*Given instruction:*
Reproduce every line of the material below without changing anything.
** BEGIN **
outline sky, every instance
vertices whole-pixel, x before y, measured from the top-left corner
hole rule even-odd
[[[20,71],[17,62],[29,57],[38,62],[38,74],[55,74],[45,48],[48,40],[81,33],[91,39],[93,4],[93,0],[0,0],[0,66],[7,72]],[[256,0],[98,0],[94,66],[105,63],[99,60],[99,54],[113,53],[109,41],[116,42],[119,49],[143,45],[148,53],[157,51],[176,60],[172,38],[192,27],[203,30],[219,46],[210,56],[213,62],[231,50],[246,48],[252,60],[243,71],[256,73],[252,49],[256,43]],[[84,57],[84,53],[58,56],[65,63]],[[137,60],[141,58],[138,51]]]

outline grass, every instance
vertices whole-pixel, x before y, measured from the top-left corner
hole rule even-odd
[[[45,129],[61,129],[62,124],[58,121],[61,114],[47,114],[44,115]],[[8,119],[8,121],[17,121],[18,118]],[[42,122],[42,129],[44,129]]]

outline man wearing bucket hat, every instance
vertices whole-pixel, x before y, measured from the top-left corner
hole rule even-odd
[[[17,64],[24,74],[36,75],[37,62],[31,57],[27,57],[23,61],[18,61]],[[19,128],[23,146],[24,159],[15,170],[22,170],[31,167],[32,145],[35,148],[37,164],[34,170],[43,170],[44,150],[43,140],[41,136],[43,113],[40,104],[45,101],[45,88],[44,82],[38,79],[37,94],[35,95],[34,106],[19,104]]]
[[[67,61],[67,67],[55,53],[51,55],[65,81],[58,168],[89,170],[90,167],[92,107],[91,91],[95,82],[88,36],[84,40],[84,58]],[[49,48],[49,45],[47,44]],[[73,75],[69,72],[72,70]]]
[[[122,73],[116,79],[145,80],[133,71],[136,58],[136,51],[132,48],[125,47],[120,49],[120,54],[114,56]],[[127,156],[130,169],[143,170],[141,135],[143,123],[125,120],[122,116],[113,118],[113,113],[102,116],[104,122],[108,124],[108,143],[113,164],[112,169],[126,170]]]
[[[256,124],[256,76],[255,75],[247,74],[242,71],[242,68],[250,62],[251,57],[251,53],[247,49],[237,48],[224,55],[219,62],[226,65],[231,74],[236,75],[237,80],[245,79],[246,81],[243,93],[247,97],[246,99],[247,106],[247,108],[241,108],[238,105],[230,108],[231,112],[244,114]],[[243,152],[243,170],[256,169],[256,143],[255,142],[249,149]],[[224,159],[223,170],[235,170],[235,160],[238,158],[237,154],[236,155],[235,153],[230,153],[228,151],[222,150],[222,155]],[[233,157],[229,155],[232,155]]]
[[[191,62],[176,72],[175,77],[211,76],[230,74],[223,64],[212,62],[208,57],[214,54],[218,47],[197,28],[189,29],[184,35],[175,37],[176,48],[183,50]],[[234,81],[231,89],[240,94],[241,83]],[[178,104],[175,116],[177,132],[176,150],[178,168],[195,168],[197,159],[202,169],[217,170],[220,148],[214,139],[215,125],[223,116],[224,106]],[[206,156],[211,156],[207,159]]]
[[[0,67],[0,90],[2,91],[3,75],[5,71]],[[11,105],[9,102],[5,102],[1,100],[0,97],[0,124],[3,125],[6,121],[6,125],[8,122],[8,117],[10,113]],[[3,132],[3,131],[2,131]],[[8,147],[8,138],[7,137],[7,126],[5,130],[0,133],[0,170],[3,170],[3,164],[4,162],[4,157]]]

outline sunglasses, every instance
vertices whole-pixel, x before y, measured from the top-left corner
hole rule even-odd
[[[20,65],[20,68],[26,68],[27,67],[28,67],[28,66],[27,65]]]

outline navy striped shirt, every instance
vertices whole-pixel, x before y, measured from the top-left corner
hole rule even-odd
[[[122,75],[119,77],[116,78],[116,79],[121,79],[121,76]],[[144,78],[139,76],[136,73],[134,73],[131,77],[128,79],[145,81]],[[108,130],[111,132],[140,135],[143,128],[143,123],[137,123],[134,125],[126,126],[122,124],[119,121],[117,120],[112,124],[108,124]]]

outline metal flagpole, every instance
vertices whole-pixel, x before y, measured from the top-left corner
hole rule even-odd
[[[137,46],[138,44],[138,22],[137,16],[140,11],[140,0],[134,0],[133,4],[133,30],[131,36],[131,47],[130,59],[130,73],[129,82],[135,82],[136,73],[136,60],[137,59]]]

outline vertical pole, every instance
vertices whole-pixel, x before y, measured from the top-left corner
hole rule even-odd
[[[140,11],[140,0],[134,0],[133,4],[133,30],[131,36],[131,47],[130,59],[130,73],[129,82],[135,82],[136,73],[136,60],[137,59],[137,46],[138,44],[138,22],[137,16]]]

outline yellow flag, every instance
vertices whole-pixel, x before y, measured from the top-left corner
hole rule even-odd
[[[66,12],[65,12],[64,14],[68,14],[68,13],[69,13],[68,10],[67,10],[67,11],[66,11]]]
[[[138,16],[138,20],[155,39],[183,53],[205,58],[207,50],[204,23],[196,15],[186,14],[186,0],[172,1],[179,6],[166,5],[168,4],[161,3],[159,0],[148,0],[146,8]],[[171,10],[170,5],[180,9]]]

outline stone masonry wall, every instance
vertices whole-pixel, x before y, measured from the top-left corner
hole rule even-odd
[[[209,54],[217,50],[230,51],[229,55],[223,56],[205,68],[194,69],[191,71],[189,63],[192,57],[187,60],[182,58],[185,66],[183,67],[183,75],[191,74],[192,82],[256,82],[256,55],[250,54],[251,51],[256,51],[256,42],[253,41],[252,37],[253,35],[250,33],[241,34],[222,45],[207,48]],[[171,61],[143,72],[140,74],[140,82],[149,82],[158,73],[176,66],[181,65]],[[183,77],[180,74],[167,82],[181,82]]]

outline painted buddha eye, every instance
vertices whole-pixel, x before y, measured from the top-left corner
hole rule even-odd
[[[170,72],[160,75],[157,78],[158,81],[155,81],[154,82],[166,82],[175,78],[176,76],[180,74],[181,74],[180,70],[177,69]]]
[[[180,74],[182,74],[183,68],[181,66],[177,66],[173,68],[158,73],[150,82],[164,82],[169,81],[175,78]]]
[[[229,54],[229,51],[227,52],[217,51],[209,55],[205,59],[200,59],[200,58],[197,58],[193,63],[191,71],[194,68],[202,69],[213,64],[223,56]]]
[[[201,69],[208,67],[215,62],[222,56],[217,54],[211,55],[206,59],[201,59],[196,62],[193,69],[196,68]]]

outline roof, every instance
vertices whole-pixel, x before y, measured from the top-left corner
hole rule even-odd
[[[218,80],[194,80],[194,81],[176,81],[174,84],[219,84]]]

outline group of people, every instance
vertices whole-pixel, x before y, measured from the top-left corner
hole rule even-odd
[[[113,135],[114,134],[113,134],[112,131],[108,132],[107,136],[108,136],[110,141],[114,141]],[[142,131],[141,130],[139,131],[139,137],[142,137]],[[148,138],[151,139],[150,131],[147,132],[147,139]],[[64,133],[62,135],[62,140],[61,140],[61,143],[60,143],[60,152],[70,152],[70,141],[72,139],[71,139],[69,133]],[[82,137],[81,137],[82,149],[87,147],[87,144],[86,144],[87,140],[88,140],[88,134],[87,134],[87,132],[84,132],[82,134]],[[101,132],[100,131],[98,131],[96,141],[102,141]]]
** END **
*Written solution:*
outline sky, every instance
vertices whole-pixel, x before y, measured from the top-left corner
hole rule even-odd
[[[20,71],[17,62],[29,57],[38,62],[38,74],[55,74],[45,48],[48,40],[81,33],[91,39],[93,4],[93,0],[0,0],[0,66],[7,72]],[[256,0],[98,0],[94,66],[105,63],[99,60],[99,54],[113,53],[109,41],[116,42],[119,49],[143,45],[148,53],[157,51],[176,60],[172,38],[192,27],[203,30],[219,46],[210,56],[213,62],[231,50],[246,48],[252,60],[243,71],[256,73],[252,49],[256,43]],[[84,57],[84,53],[58,56],[65,63]],[[137,60],[141,58],[138,51]]]

outline grass, every instance
vertices whole-pixel, x before y, measured from the top-left corner
hole rule even-odd
[[[45,129],[61,129],[62,124],[58,121],[61,114],[47,114],[44,115]],[[8,119],[8,121],[17,121],[18,118]],[[42,122],[42,129],[44,129]]]

outline man wearing bucket hat, every instance
vertices whole-pixel, x before y, measured from the top-left corner
hole rule even-odd
[[[17,64],[24,74],[36,75],[37,62],[31,57],[27,57],[23,61],[18,61]],[[19,128],[23,146],[24,159],[15,170],[22,170],[31,167],[32,145],[35,148],[37,164],[34,170],[43,170],[44,150],[43,140],[41,136],[43,113],[40,104],[45,101],[45,88],[44,82],[38,79],[37,94],[35,95],[34,106],[19,104]]]
[[[67,61],[67,67],[55,53],[51,55],[65,81],[58,168],[89,170],[90,167],[92,107],[91,91],[95,82],[88,36],[84,40],[84,58]],[[49,48],[49,45],[47,44]],[[73,75],[69,72],[72,70]]]
[[[122,73],[116,79],[145,80],[133,71],[136,58],[136,51],[132,48],[125,47],[120,49],[120,54],[114,56]],[[127,156],[130,169],[143,170],[141,135],[143,123],[125,120],[122,116],[113,118],[113,113],[102,116],[104,122],[108,124],[108,143],[113,164],[112,169],[126,170]]]
[[[256,124],[256,76],[255,75],[247,74],[242,71],[242,68],[250,62],[251,57],[251,53],[247,49],[237,48],[224,55],[219,62],[226,65],[231,74],[236,75],[237,80],[245,79],[246,81],[243,93],[247,97],[246,99],[247,106],[247,108],[241,108],[238,105],[230,108],[231,112],[244,114]],[[243,152],[243,170],[256,169],[256,143],[255,142],[249,149]],[[224,159],[223,170],[235,170],[235,160],[238,158],[237,154],[236,155],[235,153],[230,153],[228,151],[222,150],[222,155]],[[233,157],[229,155],[232,155]]]
[[[191,62],[176,72],[175,77],[211,76],[230,74],[223,64],[212,62],[208,57],[214,54],[218,47],[197,28],[189,29],[184,35],[175,37],[176,48],[183,50]],[[234,81],[231,89],[240,94],[241,83]],[[178,104],[175,116],[177,132],[176,150],[178,168],[195,168],[197,159],[202,169],[217,170],[220,148],[214,139],[215,125],[223,116],[224,106]],[[206,156],[211,156],[207,159]]]
[[[0,67],[0,90],[2,91],[3,75],[5,71]],[[11,105],[9,102],[5,102],[1,100],[0,97],[0,124],[3,125],[6,121],[6,125],[8,122],[8,117],[10,113]],[[3,132],[3,131],[2,131]],[[8,147],[8,138],[7,137],[7,126],[5,130],[0,133],[0,170],[3,170],[3,164],[4,162],[4,157]]]

outline sunglasses, every instance
vertices whole-pixel, x before y, measured from the top-left corner
hole rule even-odd
[[[20,65],[20,68],[26,68],[27,67],[28,67],[28,66],[27,65]]]

outline navy striped shirt, every instance
vertices whole-pixel, x before y, measured from the top-left corner
hole rule even-odd
[[[122,75],[119,77],[116,78],[116,79],[121,79],[121,76]],[[144,78],[139,76],[136,73],[134,73],[131,77],[128,79],[145,81]],[[108,130],[111,132],[140,135],[143,128],[143,123],[137,123],[134,125],[126,126],[122,124],[119,121],[117,120],[112,124],[108,124]]]

outline metal flagpole, every instance
vertices whole-pixel, x before y, measured from the top-left corner
hole rule even-odd
[[[137,46],[138,44],[138,22],[137,16],[140,11],[140,0],[134,0],[133,4],[133,30],[131,36],[131,47],[130,59],[130,73],[129,82],[135,82],[136,73],[136,60],[137,59]]]

outline vertical pole, every instance
vertices whole-pixel, x before y, measured from the top-left corner
hole rule even-odd
[[[140,11],[140,0],[134,0],[133,4],[133,30],[131,36],[131,47],[130,59],[130,73],[129,82],[135,82],[136,73],[136,60],[137,59],[137,46],[138,44],[138,22],[137,16]]]

outline yellow flag, every instance
vertices whole-pixel, x before y, measured from the top-left corner
hole rule even-odd
[[[66,12],[65,12],[64,14],[68,14],[68,13],[69,13],[68,10],[67,10],[67,11],[66,11]]]
[[[138,16],[138,20],[155,39],[183,53],[205,58],[207,50],[204,23],[196,15],[186,14],[186,0],[172,1],[179,6],[166,5],[168,4],[161,3],[159,0],[148,0],[146,8]],[[171,10],[170,5],[180,9]]]

outline stone masonry wall, every instance
vertices whole-pixel, x before y, measured from the top-left corner
hole rule even-odd
[[[209,54],[217,50],[230,51],[229,55],[223,56],[205,68],[194,69],[191,71],[189,63],[192,57],[187,60],[182,58],[185,66],[183,67],[183,75],[191,74],[192,82],[256,82],[256,55],[250,54],[251,51],[256,51],[256,42],[253,41],[252,37],[253,35],[250,33],[241,34],[222,45],[207,48]],[[171,61],[143,72],[140,74],[140,82],[149,82],[158,73],[176,66],[181,65]],[[183,77],[180,74],[167,82],[181,82]]]

outline painted buddha eye, every instance
vertices whole-pixel, x before y, measured from the top-left corner
hole rule even-odd
[[[170,72],[160,75],[157,78],[158,81],[155,81],[154,82],[166,82],[175,78],[176,76],[180,74],[181,74],[180,70],[177,69]]]
[[[180,74],[182,74],[183,68],[181,66],[177,66],[173,68],[158,73],[150,82],[164,82],[169,81],[175,78]]]
[[[229,54],[229,51],[227,52],[217,51],[209,55],[205,59],[200,59],[200,58],[197,58],[193,63],[191,71],[194,68],[202,69],[213,64],[223,56]]]
[[[201,69],[208,67],[215,62],[222,56],[217,54],[211,55],[206,59],[201,59],[196,62],[193,69],[196,68]]]

outline roof, every instance
vertices whole-pixel, x before y, measured from the top-left corner
hole rule even-odd
[[[218,80],[194,80],[194,81],[176,81],[174,84],[219,84]]]

outline group of people, every instance
vertices whole-pixel, x before y, measured from the top-left corner
hole rule even-odd
[[[113,135],[114,134],[113,134],[112,131],[108,132],[107,136],[108,136],[110,141],[114,141]],[[142,131],[141,130],[139,131],[139,137],[142,137]],[[148,138],[151,139],[150,131],[147,132],[147,139]],[[64,133],[62,135],[62,140],[61,140],[61,143],[60,143],[60,152],[70,152],[70,141],[72,139],[71,139],[69,133]],[[82,137],[81,137],[82,149],[87,147],[87,144],[86,144],[87,140],[88,140],[88,134],[87,134],[87,132],[84,132],[82,134]],[[101,132],[100,131],[98,131],[96,141],[102,141]]]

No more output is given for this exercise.